-- EXERCISE GOAL --
Reproduce the material word for word, starting at its very first line and ending at the line containing "For every instance of the tree trunk, find", with both ends included.

[Records of labeled points]
********

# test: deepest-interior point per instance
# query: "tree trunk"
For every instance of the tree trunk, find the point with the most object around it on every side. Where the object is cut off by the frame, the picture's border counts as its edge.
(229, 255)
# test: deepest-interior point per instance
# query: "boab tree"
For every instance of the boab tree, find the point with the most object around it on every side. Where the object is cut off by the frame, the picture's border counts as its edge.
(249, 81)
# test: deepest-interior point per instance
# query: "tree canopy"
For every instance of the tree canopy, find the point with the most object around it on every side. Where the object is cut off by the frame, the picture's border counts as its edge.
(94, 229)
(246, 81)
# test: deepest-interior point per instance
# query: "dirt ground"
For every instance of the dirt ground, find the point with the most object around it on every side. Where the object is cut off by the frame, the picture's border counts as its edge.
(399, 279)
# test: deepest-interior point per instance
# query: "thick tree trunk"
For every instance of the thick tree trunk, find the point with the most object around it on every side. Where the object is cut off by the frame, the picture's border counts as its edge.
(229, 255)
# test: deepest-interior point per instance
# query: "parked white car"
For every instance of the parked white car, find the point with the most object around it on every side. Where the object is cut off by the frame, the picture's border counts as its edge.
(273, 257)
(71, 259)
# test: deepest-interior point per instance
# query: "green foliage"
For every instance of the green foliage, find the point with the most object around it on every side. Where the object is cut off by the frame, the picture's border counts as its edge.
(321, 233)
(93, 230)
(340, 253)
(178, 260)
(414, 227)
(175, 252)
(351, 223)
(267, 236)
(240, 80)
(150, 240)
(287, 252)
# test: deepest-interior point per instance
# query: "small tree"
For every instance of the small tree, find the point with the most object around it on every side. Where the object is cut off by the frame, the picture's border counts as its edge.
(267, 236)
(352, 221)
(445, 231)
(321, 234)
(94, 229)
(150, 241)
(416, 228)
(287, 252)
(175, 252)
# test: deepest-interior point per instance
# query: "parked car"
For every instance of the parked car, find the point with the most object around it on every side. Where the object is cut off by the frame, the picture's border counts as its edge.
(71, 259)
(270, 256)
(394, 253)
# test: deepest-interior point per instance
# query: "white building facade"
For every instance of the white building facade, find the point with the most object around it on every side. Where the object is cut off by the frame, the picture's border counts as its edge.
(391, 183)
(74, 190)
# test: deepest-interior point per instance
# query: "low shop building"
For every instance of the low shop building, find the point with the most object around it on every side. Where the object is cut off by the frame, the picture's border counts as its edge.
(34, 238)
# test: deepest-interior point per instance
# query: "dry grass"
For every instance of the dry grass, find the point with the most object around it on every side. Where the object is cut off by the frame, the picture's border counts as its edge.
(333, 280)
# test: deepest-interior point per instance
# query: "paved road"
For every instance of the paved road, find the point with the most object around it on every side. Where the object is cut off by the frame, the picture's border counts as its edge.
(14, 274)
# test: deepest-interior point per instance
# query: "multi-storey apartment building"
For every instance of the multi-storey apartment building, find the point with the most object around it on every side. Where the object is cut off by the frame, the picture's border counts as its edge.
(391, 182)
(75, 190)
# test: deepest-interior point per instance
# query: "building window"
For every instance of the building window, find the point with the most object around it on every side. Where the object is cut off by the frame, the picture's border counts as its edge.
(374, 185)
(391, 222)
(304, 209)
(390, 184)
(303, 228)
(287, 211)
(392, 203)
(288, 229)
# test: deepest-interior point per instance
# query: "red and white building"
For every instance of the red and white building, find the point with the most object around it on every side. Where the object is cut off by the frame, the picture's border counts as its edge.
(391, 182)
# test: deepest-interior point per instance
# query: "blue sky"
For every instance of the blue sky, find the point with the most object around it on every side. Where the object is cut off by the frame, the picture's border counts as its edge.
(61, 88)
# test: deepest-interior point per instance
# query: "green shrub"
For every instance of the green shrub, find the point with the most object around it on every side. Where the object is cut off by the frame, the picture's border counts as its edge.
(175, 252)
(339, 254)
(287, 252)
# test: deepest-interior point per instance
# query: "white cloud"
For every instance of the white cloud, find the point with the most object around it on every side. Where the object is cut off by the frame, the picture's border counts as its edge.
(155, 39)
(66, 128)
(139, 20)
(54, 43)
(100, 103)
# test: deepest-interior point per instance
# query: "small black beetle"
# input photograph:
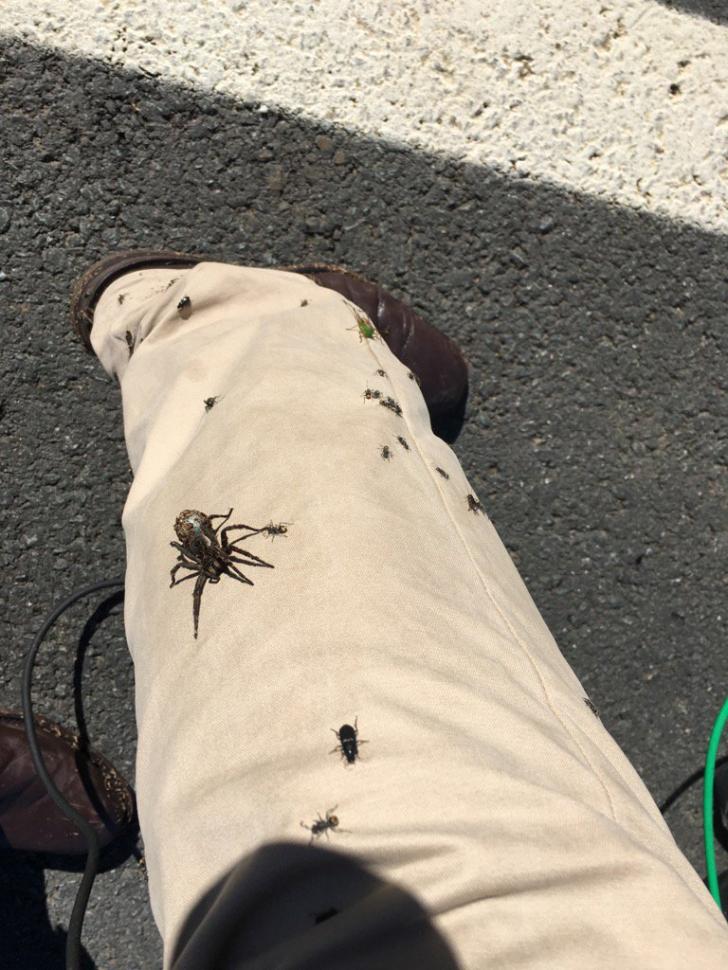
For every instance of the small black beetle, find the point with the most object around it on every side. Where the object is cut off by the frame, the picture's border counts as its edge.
(184, 307)
(349, 742)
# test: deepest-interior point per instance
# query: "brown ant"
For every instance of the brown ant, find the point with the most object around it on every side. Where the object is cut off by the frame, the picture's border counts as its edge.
(473, 504)
(323, 825)
(185, 307)
(390, 403)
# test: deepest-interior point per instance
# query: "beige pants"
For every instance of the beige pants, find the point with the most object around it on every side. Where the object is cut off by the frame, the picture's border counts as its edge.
(489, 804)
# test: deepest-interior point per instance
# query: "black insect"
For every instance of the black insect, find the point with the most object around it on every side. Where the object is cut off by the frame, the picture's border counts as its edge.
(349, 741)
(185, 307)
(322, 825)
(592, 707)
(473, 504)
(208, 556)
(390, 403)
(277, 530)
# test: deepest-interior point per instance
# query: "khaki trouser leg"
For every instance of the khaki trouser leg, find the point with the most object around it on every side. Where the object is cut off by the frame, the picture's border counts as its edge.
(488, 789)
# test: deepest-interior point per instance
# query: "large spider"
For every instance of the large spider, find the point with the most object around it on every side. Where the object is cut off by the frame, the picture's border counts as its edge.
(208, 557)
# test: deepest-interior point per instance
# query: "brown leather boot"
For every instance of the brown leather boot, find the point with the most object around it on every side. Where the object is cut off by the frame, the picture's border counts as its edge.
(29, 818)
(433, 358)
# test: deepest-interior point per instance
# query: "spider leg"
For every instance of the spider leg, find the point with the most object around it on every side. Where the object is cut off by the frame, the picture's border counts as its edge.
(196, 599)
(229, 528)
(257, 561)
(236, 574)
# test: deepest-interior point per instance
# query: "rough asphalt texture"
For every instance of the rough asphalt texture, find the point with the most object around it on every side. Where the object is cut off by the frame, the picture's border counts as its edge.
(595, 434)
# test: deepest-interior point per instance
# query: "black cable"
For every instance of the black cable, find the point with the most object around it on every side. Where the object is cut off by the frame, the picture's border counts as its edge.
(73, 938)
(688, 783)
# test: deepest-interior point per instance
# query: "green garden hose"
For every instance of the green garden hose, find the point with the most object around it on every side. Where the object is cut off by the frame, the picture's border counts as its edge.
(708, 803)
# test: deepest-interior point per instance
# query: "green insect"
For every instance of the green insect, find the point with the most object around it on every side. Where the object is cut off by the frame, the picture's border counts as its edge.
(365, 328)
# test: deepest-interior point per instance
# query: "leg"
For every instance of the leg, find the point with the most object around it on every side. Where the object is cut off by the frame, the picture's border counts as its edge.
(196, 600)
(256, 560)
(251, 532)
(236, 574)
(401, 598)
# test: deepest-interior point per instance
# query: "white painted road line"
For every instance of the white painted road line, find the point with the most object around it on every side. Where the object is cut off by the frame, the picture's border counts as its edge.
(621, 99)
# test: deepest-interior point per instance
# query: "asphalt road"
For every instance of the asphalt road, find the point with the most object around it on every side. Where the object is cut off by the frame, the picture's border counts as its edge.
(595, 434)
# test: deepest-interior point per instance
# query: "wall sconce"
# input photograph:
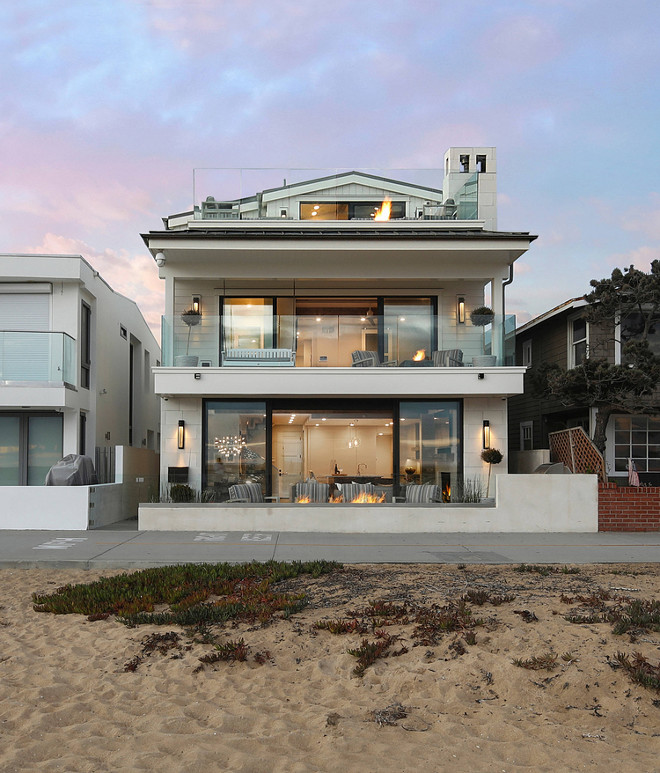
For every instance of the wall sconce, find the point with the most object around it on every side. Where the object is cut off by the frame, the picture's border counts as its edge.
(460, 311)
(486, 434)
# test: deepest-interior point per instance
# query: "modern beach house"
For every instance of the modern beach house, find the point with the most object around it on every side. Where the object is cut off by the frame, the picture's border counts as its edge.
(318, 328)
(75, 378)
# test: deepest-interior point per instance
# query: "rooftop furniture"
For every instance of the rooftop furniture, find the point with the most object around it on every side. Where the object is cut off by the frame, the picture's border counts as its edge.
(448, 358)
(421, 493)
(248, 492)
(253, 357)
(365, 359)
(312, 490)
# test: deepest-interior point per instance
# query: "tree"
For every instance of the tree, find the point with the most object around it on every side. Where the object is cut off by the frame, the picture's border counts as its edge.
(629, 300)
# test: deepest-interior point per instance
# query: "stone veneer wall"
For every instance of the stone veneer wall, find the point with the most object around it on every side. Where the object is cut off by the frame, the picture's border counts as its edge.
(628, 508)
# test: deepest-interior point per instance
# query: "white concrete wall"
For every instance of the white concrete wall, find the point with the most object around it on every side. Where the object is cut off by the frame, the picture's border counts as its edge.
(525, 503)
(58, 507)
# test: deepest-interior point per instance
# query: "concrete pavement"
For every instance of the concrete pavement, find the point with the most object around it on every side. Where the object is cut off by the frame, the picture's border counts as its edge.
(126, 548)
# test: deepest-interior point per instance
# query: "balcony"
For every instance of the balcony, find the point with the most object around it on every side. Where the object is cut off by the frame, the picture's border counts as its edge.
(328, 341)
(39, 357)
(320, 194)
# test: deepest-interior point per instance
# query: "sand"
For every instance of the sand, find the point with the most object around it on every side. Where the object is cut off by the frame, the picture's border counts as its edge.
(68, 704)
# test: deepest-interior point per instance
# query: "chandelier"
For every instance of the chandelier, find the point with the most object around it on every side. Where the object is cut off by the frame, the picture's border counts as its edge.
(229, 446)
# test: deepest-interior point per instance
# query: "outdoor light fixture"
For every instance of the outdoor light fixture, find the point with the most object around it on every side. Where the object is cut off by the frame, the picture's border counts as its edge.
(486, 431)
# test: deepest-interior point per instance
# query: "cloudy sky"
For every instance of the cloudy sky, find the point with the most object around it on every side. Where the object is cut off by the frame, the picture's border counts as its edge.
(108, 105)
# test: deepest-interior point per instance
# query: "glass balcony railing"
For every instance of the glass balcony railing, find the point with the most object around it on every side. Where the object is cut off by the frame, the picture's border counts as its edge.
(329, 341)
(35, 356)
(248, 194)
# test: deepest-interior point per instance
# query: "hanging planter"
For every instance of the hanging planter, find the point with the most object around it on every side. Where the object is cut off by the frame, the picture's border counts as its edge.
(482, 316)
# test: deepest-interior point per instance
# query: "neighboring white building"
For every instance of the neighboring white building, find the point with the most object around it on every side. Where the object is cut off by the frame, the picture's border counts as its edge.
(76, 363)
(292, 284)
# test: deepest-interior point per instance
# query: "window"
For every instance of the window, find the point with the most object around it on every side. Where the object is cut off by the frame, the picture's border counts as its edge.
(31, 445)
(85, 345)
(349, 210)
(637, 438)
(578, 341)
(526, 435)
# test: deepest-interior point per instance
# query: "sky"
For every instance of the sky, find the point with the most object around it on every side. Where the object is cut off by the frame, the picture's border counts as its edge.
(107, 106)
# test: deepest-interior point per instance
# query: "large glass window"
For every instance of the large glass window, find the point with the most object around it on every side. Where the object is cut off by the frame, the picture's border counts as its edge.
(247, 323)
(332, 444)
(235, 445)
(9, 451)
(349, 210)
(637, 438)
(408, 329)
(430, 443)
(29, 446)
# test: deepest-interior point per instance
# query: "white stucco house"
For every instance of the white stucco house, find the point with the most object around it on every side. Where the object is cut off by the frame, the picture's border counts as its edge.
(332, 339)
(76, 377)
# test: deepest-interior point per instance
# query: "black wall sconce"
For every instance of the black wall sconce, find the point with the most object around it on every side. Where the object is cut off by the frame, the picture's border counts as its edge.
(460, 310)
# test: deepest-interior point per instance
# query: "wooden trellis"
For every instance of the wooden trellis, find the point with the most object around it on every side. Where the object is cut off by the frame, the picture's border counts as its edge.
(574, 448)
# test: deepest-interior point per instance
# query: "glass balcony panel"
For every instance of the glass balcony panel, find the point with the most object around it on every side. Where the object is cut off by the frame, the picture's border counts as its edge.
(328, 341)
(37, 356)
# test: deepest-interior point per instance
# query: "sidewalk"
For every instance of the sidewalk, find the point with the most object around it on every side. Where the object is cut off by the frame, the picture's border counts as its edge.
(126, 548)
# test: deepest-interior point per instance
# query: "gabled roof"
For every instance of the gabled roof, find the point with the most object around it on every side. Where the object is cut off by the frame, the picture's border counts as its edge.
(573, 303)
(346, 178)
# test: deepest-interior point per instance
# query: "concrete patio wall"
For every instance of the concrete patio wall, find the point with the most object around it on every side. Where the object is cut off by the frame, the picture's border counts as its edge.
(525, 503)
(59, 507)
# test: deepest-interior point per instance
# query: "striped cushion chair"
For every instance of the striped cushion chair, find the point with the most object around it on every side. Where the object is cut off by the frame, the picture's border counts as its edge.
(364, 359)
(351, 491)
(317, 492)
(448, 358)
(417, 493)
(249, 492)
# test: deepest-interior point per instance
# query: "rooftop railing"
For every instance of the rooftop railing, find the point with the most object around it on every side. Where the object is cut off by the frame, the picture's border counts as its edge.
(243, 193)
(37, 356)
(329, 340)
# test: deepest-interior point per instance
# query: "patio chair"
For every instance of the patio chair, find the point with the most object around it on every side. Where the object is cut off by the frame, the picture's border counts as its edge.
(364, 359)
(447, 358)
(421, 493)
(249, 492)
(317, 492)
(350, 491)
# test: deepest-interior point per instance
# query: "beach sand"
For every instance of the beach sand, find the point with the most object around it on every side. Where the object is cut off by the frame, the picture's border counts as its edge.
(68, 704)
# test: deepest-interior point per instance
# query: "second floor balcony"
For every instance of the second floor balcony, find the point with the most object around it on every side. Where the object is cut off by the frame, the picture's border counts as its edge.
(39, 357)
(335, 341)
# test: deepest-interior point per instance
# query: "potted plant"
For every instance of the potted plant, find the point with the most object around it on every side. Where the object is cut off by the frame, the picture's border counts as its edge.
(482, 316)
(491, 456)
(191, 318)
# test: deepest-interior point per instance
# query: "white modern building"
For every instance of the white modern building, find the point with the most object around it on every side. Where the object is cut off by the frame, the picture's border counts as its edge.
(333, 338)
(76, 363)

********

-- RESULT OF THE TASK --
# test: deepest-interior point per instance
# query: "tree trunk"
For every instance of the tree trunk, find the point with the most object around it on every side. Where the object is cut off by the frame, the picture's border counts as its edge.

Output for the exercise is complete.